## Sayfa Alıntısı
Ani kararlar her daim eğlencelidir. Birlikte gezmekten, bi şeyler yapmaktan keyif aldığımız bir arkadaş gurubumuz var. Seviyoruz bir arada olmayı.
Bundan üç, dört ay önce bi rakı masasında sohbetin ortalarında kimin tarafından ortaya atıldığı belli olmayan bir Kıbrıs konusu açıldı. Herhalde 10 dakika sonra da uçak biletleri alınıp Kıbrıs’a gitme işi kesinleştirildi.
Ardından her birlikte olduğumuzda Kıbrıs dilimizden düşmedi.
Benim adaya ilk seyahatim. O nedenle gidenlerin anlattıkları ve okuduklarımdan başka bir bilgim, fikrim yok. Yani rehberimiz Özgür, daha önce adada yaşamış olan Deniz ne diyorsa biz inanacağız. Durumumuz bu!
Bavul kayboldu
Uzatmayayım öğlen saati İzmir Adnan Menderes havaalanındayız, bir saat sonra da Ercan Havaalanında. Yalnız beni havaalanında kötü bir sürprizin beklediğini bilmiyorum. Herkesin eşyası tam! Benim bavul kayıp. İlk şoku atlatır atlatmaz “Amaan boşver be, iki don bi gömlek di mi, bulunur nasıl olsa” deyip bizi bekleyen otobüsümüze atıyoruz kendimizi. Hava sıcak, nem yüksek, ama bizim gençliğimiz var, keyfimiz yerinde…
Fırın kebabı efsane!
Bizim gibi bi gurup gezmeye giderse, hemen ne ister. Taabbi ki yemek!
Daha önce sevgili Özgür kaba bir plan yaptığından genel olarak gideceğimiz, gezeceğimiz yerler belli. O nedenle istikamet Mağusa’da pek turistlerin bilmediği, yerel halkın tercihi Sertbay Kebap…
Sizlere yoluculuğun detaylarını da anlatmak istiyorum aslında ama anlatırsam sayfalar yetmez. O denenle genel olarak yemek yediğimiz yerlerden söz edeceğim. Yarım saatlik bir yolculuktan sonra “yol insanı acıktırır” durumundan ötürü acayip açız. Bize göre sokaklar boş, hatta kimsecikler yok diyebiliriz. Özgür’ün sürekli “trafiğe dikkat, burada herşey tersten” uyarılarıyla dalıyoruz Mustafa Sertbay’ın dükkanına. Tatlı bir Kıbrıs şivesiyle, candan, yürekten karşılıyor Mustafa abi bizi. Oturacağımız yeri seçer seçmez öyle bir manzarayla karşılaşıyoruz kiii, ağzımızın suları sel oluyor resmen. Masamız hazır, servis tabaklarımız hazır, salatamız, bir iki mezemiz, koyun yoğurdumuz, çakistas zeytinimiz önümüzde. Aman Allahım o da ne! Toprak fırının içinden çıkan ete inanamıyoruz. Kıbrıs’ın meşhur fırın kebabı! Son zamanlarda yediğim en güzel etlerden biri bu oluyor. Elbette sevgili Mustafa Sertbay abimizin “datlı dili”, hoş sohbeti renk katıyor masamıza. Sonra birer ikişer şeftali kebabı da götürüyoruz ustanın ellerinden. Oh keyfimize diyecek yok. Güzel başlıyor Kıbrıs, inşallah böyle de gider diyerek kalkıyoruz Sertbay Kebap’tan.

## Veriler
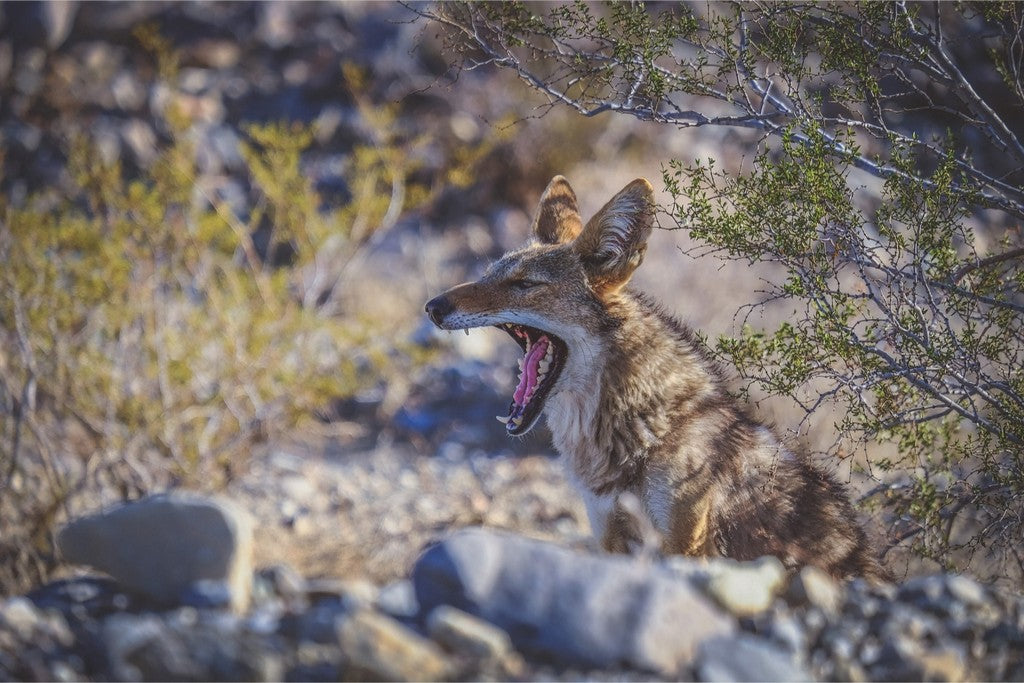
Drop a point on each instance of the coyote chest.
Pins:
(635, 407)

## Verilen Görev
Kıbrıs gezisini anlatan yazıyı son cümlesinin ardından aynı üslupla sürdürün.

## Sonuç
Topunuz Maraş’a kaçabilir!
Zaman kısa olunca günün her anını değerlendirmek istiyoruz. Aynı gün hem biraz denize girmek, hem de Hayalet Şehir Kapalı “Maraş”ı görmek için çıkıyoruz yola. Kısa bir süre sonra tel örgüler boyunca kapatılmış, derin bir sessizlik içinde Maraş’ın kapalı mahallelerine, sokaklarına paralel ilerliyoruz. Denize girdiğimiz nokta Maraş’a sınır. Sınır’ı gözünüzde büyütmeyin. Kıbrıs’ta sınırlar bir el mesafesi kadar. Yani siz plajda top oynarken, topunuz Kapalı Maraş’a kaçabiliyor. Derin bir sessizlik ama bir o kadar da hala ihtişamını koruyan Maraş’a üzülüyoruz. Burada insanlar olmalıydı, yaşam sürmeliydi düşüncesiyle kalacağımız White Pearl Otel’e çeviriyoruz yönümüzü.
40 ÇEŞİT MEZE
Otelimiz şirin mi şirin. 180 yıllık tarihi bir yapı Girne limanı da, şahane manzarası olan sıcak bir mekan. Yorgun argın geldiğimiz otelimizde zamanın darlığından, yapmak istediğimiz şeylerin çokluğundan dinlenme şansı bulamadan apar topar ayrılıyoruz. Şehir turu yapacağız, akşam Lefkoşa’da güzel bir meyhanede yemek yiyeceğiz. İşimiz çok yani. Otel çevresini hızlı bir tavaftan sonra akşam yemeğimizi yiyeceğimiz Lefkoşa Gönyeli’deki “Eski Konak Meyhanesi”ne doğru yola çıkıyoruz. Arabanın içinde muhabbet öyle tatlı ki, zamanın nasıl geçtiğini anlayamadan gecemizi aydınlatan dolunay eşliğinde iniyoruz aracımızdan. Bahçeli, yeşili bol, eski ama düzenli bir yere benziyor burası. Masamıza geçerken kalabalık oluşumuzdan biraz gürültülü oturuyoruz yerlerimize. Restoran sahibi masamıza gelip, bir kez daha hoş geldiniz diyor. Sonra şov başlıyor!
Şov diyorum, çünkü ilk defa masadan kalkarken tadamadığım mezeler oluyor burada…
Kıbrıs’ta genel olarak bu ve benzeri yerlere gidildiğinde yemek için fiks bir mönü uygulanıyormuş. Sonrasında içtiğiniz rakıın, içeceklerin parasını ayrı ödüyormuşsunuz. Vee kaç kişi olursanız olun ortalama masaya otuz, kırk çeşit meze geliyormuş. İşte bu nedenle ilk defa bazı mezelerden tadamadan kalktım.
SAMARELLA
Genel olarak Eski Konak Meyhanesi’nin meze ve yemeklerini beğendim. Ancak benim için yeni bir keşif olan, tuz ve güneş ile marine edilmiş “samarella” diye bir et, meze ile tanıştım ki, bence Kıbrıs’ın Hellim’inden sonra nam yapacak bir ürün gibi geldi bana.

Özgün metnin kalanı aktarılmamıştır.